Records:
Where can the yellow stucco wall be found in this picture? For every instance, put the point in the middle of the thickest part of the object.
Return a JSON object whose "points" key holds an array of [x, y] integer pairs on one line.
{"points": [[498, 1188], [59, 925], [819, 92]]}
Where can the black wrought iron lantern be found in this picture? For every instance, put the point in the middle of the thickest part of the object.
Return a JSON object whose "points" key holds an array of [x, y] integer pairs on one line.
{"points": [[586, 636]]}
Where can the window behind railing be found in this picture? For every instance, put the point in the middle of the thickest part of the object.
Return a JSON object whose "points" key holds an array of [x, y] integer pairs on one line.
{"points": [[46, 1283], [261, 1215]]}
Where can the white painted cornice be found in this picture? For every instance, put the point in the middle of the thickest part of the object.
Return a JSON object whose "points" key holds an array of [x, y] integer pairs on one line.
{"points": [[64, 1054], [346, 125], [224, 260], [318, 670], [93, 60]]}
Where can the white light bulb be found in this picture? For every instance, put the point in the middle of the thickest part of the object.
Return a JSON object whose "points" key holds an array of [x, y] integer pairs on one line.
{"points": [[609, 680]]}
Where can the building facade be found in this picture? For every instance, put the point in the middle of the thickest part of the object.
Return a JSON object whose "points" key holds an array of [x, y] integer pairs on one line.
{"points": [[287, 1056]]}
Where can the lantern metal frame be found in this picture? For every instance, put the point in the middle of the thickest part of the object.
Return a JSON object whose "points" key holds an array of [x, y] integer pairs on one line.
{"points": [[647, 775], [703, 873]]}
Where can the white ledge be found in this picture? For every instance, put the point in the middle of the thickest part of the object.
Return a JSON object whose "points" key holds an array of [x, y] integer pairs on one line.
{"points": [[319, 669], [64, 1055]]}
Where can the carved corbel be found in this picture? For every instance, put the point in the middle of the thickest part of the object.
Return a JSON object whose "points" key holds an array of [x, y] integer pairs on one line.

● Set problem
Repeat, exactly and only, the lines above from the one containing "Where can the black" through the end of the material.

● Reply
Where can the black wrought iron lantern be found in this picture? For every instance, put the point in the middle of the thickest part of the object.
Return a JSON object whose "points" key holds an array of [x, y] integer pairs on one line.
{"points": [[586, 636]]}
Where can the window behind railing be found in this picture? For every instance, put the point in the middle of the thickest part of the object.
Return a JSON object whose "points" key holds an array of [x, y] integer pairs on one line.
{"points": [[46, 1283], [261, 1215]]}
Where can the white painted cornice be found in this picture? For every instance, put the point in the middle of the thickest part of the object.
Return a JSON object whose "points" key holds an array of [x, y] integer pairs on one line.
{"points": [[64, 1054], [346, 125], [224, 260], [318, 670], [93, 60]]}
Where can the white light bulb be found in this picture? For every instance, put the point in the middle of the thickest part of the object.
Return a JSON object whose "points" key holds an array of [x, y] integer pairs on one line.
{"points": [[609, 680]]}
Where can the building facade be found in this picture? For every instance, put the point in the middle of the thickest part of the object.
Return a JSON object whose "points" key holds an array of [x, y] integer pairs on one line.
{"points": [[287, 1056]]}
Where can the lantern metal frame be found in this picture? For every instance, put the point in the middle of the thickest part of the object.
Return a JSON object whose "points" key holds an array of [x, y] integer pairs on one line.
{"points": [[647, 775], [703, 873]]}
Where can the white ledge be found in this picture? For every instance, put the point in the middle of the thickest part of the object.
Return a JSON object whose "points" key holds an array of [x, y] integer pairs on one line.
{"points": [[319, 669], [64, 1055]]}
Where can the carved corbel be found in this picture? For every instance, put the point in the middle of the thickest part of the object.
Return a JSON object whose "points" key holds an array of [x, y] integer pairs on one line.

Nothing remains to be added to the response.